##### Texto do exercício #####

Teremos que continuar brigando pela democracia eternamente
Como podemos responder a ações de intolerância sem sermos também intolerantes? Como podemos responder a ações antidemocráticas sem sermos também antidemocráticos?
Não sei vocês mas "guerra" não estava na minha agenda para 2022. Enquanto eu estava, muito calmamente, escrevendo um texto para processar as falas do maluco com nome de bicicleta, começaram os ataques à Ucrânia. Tudo isso ao mesmo tempo que completamos dois anos de pandemia. Como vocês podem ter percebido, não dei conta de escrever e mandar a news para vocês comentando tudo isso.
Vocês estão bem? Como ficou o juízo por aí no meio de tantos acontecimentos?
Por aqui, eu acabei percebendo uma linha em comum entre tudo que eu tentei comentar nas últimas semanas. Quando o podcaster Monark falou sobre achar que deveria ser permitido a existência de um partido nazista, eu pensei sobre os limites da democracia. Algumas semanas depois, uma amiga me ligou perguntando "como é que faz para resolver essa situação lá na Ucrânia, hein?", acabei pensando a mesma coisa.
Logicamente eu não sei a resposta, só dei risada por ela começar o papo assim, mas ficamos matutando formas de conter o expansionismo de Putin. Começamos com sabotagem digital e fomos até outras soluções mais radicais. (Você também tem sua própria ideia sobre o que terminaria o conflito?). Em todas as alternativas, esbarramos na mesma dúvida: fazer isso é democrático?
Pensar nos limites da democracia me trouxe para o paradoxo da tolerância. Ele vale para o caso Monark e para a invasão da Ucrânia, pois fala sobre o que podemos fazer dentro das regras democráticas. O paradoxo foi proposto pelo filósofo austríaco britânico Karl Popper e pergunta o seguinte: em uma sociedade que prega a tolerância, devemos tolerar o intolerante?
Nas últimas semanas, essa questão ficou martelando no meu juízo porque me vi sem resposta. Como podemos responder a ações de intolerância sem sermos também intolerantes? Como podemos responder a ações antidemocráticas sem sermos também antidemocráticos? Até certo ponto, acho que essas perguntas não devem ter respostas mesmo. Talvez só regimes autoritários e sociedades intolerantes tenham respostas prontas para tudo.

#####

* [Objetivo do exercício]
Devolva, sem nenhuma alteração, o trecho do texto sobre democracia que vai de "Não sei vocês" até "a mesma coisa.". As entradas não têm relação com o texto sobre democracia.

##### Dados fornecidos #####

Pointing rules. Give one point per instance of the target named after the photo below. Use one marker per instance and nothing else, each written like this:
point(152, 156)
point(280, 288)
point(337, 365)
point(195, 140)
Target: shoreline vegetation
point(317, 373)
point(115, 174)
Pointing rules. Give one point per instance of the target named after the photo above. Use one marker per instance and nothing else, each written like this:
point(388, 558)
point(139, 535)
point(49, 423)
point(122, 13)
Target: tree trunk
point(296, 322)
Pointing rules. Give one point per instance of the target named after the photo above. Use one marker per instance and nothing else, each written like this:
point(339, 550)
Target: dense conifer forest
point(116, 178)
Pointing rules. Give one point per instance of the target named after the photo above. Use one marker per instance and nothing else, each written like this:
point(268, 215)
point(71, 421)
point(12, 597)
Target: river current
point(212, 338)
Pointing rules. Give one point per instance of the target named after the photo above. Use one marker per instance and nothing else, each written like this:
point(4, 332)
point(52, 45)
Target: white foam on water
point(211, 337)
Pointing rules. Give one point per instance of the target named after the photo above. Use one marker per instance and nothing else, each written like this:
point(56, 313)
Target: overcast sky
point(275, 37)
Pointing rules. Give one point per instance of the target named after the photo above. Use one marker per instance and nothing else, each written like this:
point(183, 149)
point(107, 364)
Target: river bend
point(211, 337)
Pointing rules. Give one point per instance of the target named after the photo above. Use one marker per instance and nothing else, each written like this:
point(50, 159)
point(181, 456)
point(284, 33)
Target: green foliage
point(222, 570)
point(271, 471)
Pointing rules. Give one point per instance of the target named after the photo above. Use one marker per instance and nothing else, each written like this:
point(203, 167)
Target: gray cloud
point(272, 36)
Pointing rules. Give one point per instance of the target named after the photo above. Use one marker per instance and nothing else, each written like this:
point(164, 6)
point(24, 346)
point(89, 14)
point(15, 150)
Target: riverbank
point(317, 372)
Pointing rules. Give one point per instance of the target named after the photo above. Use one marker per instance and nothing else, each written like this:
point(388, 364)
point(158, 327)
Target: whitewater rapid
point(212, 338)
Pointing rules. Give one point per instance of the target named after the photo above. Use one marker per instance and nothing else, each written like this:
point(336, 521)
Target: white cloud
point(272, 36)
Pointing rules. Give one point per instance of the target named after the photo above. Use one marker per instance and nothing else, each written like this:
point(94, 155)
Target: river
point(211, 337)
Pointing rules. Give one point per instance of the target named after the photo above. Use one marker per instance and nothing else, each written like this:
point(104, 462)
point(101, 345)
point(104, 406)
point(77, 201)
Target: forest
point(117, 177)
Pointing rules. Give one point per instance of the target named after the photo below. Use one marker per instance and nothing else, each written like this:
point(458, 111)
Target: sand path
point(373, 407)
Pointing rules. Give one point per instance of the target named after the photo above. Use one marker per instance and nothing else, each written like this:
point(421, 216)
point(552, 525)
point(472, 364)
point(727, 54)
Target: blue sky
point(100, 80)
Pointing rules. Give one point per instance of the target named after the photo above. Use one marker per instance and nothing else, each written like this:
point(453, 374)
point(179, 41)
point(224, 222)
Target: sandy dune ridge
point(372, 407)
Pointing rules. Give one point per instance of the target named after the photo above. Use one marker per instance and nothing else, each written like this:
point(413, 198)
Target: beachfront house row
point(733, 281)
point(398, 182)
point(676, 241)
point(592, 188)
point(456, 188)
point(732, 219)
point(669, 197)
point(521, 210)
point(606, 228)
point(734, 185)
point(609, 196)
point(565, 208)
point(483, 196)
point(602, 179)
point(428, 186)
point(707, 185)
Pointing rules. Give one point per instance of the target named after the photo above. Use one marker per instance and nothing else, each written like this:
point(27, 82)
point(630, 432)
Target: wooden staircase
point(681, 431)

#####

* [Resposta abaixo]
Não sei vocês mas "guerra" não estava na minha agenda para 2022. Enquanto eu estava, muito calmamente, escrevendo um texto para processar as falas do maluco com nome de bicicleta, começaram os ataques à Ucrânia. Tudo isso ao mesmo tempo que completamos dois anos de pandemia. Como vocês podem ter percebido, não dei conta de escrever e mandar a news para vocês comentando tudo isso.
Vocês estão bem? Como ficou o juízo por aí no meio de tantos acontecimentos?
Por aqui, eu acabei percebendo uma linha em comum entre tudo que eu tentei comentar nas últimas semanas. Quando o podcaster Monark falou sobre achar que deveria ser permitido a existência de um partido nazista, eu pensei sobre os limites da democracia. Algumas semanas depois, uma amiga me ligou perguntando "como é que faz para resolver essa situação lá na Ucrânia, hein?", acabei pensando a mesma coisa.